-- Written problem --
Report how many lines in the records contain the word "black". Give only the number.

* BEGIN Dataset entries *

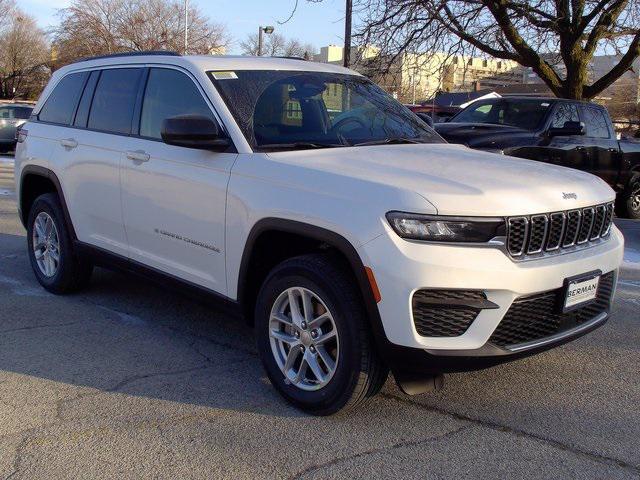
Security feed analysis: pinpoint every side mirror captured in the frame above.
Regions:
[160,115,231,150]
[416,112,433,127]
[549,122,584,137]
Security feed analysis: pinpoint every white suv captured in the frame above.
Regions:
[16,53,623,414]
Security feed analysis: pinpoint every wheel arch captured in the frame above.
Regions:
[18,165,77,240]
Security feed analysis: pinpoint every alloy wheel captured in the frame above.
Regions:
[32,212,60,278]
[269,287,340,391]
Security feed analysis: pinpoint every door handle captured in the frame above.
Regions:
[127,150,151,162]
[60,138,78,148]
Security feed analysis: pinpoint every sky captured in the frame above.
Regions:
[18,0,345,54]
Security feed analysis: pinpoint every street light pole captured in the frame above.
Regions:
[258,25,275,57]
[342,0,353,68]
[184,0,189,55]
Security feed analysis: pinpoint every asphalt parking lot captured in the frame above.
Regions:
[0,157,640,479]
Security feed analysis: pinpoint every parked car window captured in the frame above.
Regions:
[551,102,580,128]
[38,72,87,125]
[210,70,442,149]
[140,68,215,138]
[0,105,33,120]
[87,68,142,134]
[583,105,611,138]
[451,99,550,130]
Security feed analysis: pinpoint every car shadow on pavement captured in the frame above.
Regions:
[0,234,312,416]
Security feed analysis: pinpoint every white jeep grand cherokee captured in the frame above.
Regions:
[15,53,623,414]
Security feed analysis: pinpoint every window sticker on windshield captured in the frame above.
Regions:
[211,72,238,80]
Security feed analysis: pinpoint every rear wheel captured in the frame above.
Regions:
[27,193,93,294]
[256,255,388,415]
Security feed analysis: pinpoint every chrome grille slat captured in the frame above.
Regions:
[600,203,613,237]
[576,207,595,245]
[589,205,607,241]
[562,210,582,247]
[527,215,549,254]
[507,203,613,260]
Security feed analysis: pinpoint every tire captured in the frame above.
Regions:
[621,173,640,220]
[255,254,389,415]
[27,193,93,295]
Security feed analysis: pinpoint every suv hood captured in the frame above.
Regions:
[268,143,615,216]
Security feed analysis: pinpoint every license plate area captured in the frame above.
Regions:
[560,270,602,313]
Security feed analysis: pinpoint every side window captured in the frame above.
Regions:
[73,70,100,127]
[87,68,141,134]
[38,72,87,125]
[140,68,215,139]
[582,105,611,138]
[551,102,580,128]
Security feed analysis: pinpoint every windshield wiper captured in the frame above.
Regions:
[351,137,427,147]
[258,142,345,150]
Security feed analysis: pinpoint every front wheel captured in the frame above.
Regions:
[255,255,388,415]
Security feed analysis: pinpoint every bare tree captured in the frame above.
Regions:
[54,0,229,64]
[240,33,316,58]
[350,0,640,99]
[0,10,49,98]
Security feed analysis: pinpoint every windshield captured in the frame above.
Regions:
[0,106,32,120]
[451,100,551,130]
[209,70,443,151]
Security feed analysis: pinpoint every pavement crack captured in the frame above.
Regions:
[380,393,640,475]
[0,322,80,335]
[289,425,472,480]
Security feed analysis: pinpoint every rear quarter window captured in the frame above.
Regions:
[582,105,611,138]
[38,72,87,125]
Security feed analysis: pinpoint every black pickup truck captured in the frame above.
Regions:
[434,97,640,218]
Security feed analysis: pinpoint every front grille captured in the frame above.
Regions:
[489,272,614,347]
[507,203,613,259]
[412,290,493,337]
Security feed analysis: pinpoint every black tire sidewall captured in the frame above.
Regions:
[27,194,73,293]
[255,267,362,414]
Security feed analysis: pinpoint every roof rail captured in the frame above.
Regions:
[271,55,307,62]
[73,50,181,63]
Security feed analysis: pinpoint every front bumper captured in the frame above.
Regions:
[360,227,624,371]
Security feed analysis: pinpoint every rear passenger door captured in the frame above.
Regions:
[59,68,144,256]
[581,104,621,185]
[122,67,237,294]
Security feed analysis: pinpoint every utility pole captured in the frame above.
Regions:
[258,25,275,57]
[184,0,189,55]
[342,0,353,68]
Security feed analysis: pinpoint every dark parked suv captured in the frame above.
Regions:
[435,97,640,218]
[0,103,33,153]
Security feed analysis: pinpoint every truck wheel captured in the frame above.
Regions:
[622,173,640,219]
[27,193,93,294]
[255,255,389,415]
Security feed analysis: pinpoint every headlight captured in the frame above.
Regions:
[387,212,506,243]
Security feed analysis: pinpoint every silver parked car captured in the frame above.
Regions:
[0,103,33,153]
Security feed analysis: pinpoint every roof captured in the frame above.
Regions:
[60,52,360,75]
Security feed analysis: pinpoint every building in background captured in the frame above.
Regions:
[313,45,525,103]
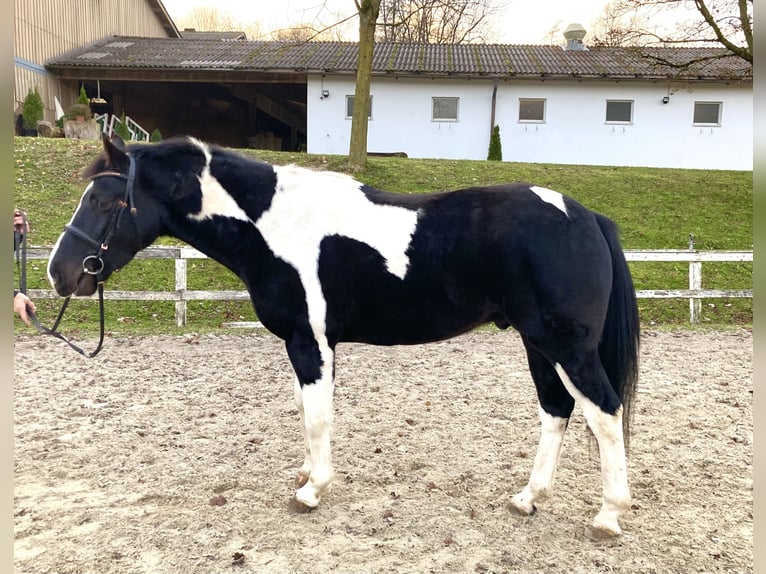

* END Dataset entries *

-- The result --
2